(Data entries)
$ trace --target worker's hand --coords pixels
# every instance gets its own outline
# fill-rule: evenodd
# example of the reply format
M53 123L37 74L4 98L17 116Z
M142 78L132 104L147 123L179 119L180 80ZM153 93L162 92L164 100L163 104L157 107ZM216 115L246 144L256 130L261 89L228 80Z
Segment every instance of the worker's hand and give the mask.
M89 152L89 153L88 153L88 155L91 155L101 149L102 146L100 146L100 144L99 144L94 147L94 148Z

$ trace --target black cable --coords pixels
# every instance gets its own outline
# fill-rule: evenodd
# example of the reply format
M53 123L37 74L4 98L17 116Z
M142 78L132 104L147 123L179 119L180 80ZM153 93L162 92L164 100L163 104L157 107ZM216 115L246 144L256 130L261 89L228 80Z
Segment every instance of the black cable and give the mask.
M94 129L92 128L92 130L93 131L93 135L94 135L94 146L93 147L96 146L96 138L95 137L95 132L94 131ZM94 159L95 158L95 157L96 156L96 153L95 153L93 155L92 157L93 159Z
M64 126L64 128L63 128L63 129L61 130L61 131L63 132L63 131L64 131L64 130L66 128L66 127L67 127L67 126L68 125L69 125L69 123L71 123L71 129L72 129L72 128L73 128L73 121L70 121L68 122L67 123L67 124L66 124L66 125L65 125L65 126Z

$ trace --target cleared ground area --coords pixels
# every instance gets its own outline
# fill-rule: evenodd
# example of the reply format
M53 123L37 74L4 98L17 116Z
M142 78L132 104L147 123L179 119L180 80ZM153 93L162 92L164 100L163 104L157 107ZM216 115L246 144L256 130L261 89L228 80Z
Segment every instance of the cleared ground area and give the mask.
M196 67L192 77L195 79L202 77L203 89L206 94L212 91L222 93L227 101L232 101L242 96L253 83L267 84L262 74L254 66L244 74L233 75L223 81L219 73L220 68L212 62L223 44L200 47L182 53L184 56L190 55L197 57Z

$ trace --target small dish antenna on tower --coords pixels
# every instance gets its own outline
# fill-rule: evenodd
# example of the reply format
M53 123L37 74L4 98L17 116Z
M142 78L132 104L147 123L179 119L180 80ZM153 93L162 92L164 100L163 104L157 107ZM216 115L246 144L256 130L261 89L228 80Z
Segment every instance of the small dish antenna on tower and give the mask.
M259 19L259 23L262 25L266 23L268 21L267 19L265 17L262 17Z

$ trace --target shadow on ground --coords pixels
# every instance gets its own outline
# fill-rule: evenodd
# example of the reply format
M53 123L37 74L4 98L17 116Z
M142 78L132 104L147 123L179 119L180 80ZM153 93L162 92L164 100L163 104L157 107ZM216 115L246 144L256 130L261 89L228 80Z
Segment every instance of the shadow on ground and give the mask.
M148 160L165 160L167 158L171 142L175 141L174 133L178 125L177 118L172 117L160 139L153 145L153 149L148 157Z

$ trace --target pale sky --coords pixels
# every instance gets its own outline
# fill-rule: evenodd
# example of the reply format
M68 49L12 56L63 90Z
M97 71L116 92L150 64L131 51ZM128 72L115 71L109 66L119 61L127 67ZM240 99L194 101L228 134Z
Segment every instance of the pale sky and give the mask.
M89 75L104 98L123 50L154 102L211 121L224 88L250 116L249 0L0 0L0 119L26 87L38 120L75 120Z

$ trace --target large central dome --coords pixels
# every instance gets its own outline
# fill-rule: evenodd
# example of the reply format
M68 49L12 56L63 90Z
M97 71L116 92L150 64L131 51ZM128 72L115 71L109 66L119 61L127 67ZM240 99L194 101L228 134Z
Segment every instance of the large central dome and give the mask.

### Task goal
Arrange every line of the data entries above as a Markdown table with the columns "No." and "Line", numbering the rows in order and leaving out blank lines.

### Answer below
| No. | Line |
|---|---|
| 1 | $ trace --target worker's hand --coords pixels |
| 2 | # every instance gets its own outline |
| 3 | # fill-rule: evenodd |
| 4 | # example of the reply format |
| 5 | M53 123L37 74L4 98L17 116Z |
| 6 | M142 78L132 104L147 123L179 119L180 80ZM153 93L162 92L164 100L163 104L157 107ZM216 115L246 144L256 130L261 89L228 80Z |
| 7 | Segment every instance of the worker's hand and give the mask. |
| 8 | M89 152L89 153L88 153L88 155L91 155L101 149L102 146L100 146L100 144L99 144L94 147L94 148Z |
| 9 | $ trace --target black cable --coords pixels |
| 10 | # every instance gets its own outline |
| 11 | # fill-rule: evenodd |
| 12 | # example of the reply format |
| 13 | M53 123L37 74L4 98L17 116Z |
| 14 | M142 78L132 104L147 123L179 119L180 80ZM153 93L162 92L164 100L163 104L157 107ZM216 115L246 144L256 130L261 89L228 80Z |
| 15 | Segment every instance of the black cable and give the mask. |
| 16 | M94 129L92 128L92 130L93 131L93 135L94 135L94 146L93 147L96 146L96 138L95 137L95 132L94 131ZM94 159L95 158L95 157L96 156L96 153L95 153L93 155L92 157L93 159Z |
| 17 | M64 126L64 128L63 128L63 129L61 130L61 131L63 132L63 131L64 131L64 130L66 128L66 127L67 127L67 126L68 125L69 125L69 123L71 123L71 129L72 129L72 128L73 128L73 121L70 121L68 122L67 123L67 124L66 124L66 125L65 125L65 126Z |
| 18 | $ trace --target cleared ground area --coords pixels |
| 19 | # every instance gets its own outline |
| 20 | # fill-rule: evenodd |
| 21 | # example of the reply format |
| 22 | M53 123L37 74L4 98L17 116Z |
| 23 | M142 78L132 104L147 123L179 119L180 80ZM153 93L162 92L164 100L163 104L157 107ZM216 115L246 144L256 130L261 89L228 80Z |
| 24 | Segment every instance of the cleared ground area and give the mask. |
| 25 | M196 67L192 77L195 79L202 77L203 89L206 94L212 91L222 93L227 101L232 101L242 96L253 83L267 84L262 74L254 66L244 74L233 75L223 81L219 73L220 68L212 62L223 44L200 47L182 53L184 56L190 55L197 57Z |
| 26 | $ trace --target small dish antenna on tower --coords pixels |
| 27 | # every instance gets its own outline |
| 28 | # fill-rule: evenodd |
| 29 | # example of the reply format |
| 30 | M53 123L37 74L4 98L17 116Z |
| 31 | M142 78L132 104L147 123L179 119L180 80ZM153 93L162 92L164 100L163 104L157 107ZM216 115L246 144L256 130L261 89L228 80Z |
| 32 | Segment every instance of the small dish antenna on tower and give the mask. |
| 33 | M259 19L259 23L262 25L266 23L268 21L267 19L265 17L262 17Z |
| 34 | $ trace --target shadow on ground --coords pixels |
| 35 | # every instance gets its own outline |
| 36 | # fill-rule: evenodd |
| 37 | # example of the reply format |
| 38 | M53 123L37 74L4 98L17 116Z |
| 39 | M142 78L132 104L147 123L179 119L180 80ZM153 93L162 92L164 100L163 104L157 107ZM216 115L246 144L256 130L261 89L228 80Z |
| 40 | Segment every instance of the shadow on ground and give the mask. |
| 41 | M148 160L165 160L167 158L171 142L175 141L174 133L178 125L177 118L172 117L160 139L153 145L153 149L148 157Z |
| 42 | $ trace --target pale sky --coords pixels |
| 43 | # every instance gets its own outline |
| 44 | # fill-rule: evenodd |
| 45 | # example of the reply format |
| 46 | M68 49L12 56L63 90Z |
| 47 | M97 71L116 92L150 64L131 51ZM128 72L115 71L109 66L119 61L127 67ZM240 99L194 101L228 134Z |
| 48 | Segment every instance of the pale sky and give the mask. |
| 49 | M89 75L104 98L123 50L154 102L211 121L224 88L250 116L249 0L0 0L0 119L26 87L38 120L75 120Z |
| 50 | $ trace --target large central dome --coords pixels |
| 51 | # every instance gets its own outline |
| 52 | # fill-rule: evenodd |
| 53 | # example of the reply format |
| 54 | M68 49L12 56L63 90Z |
| 55 | M97 71L116 92L150 64L131 51ZM128 72L115 71L109 66L119 61L127 67ZM240 99L194 101L228 134Z |
| 56 | Segment every instance of the large central dome and give the mask. |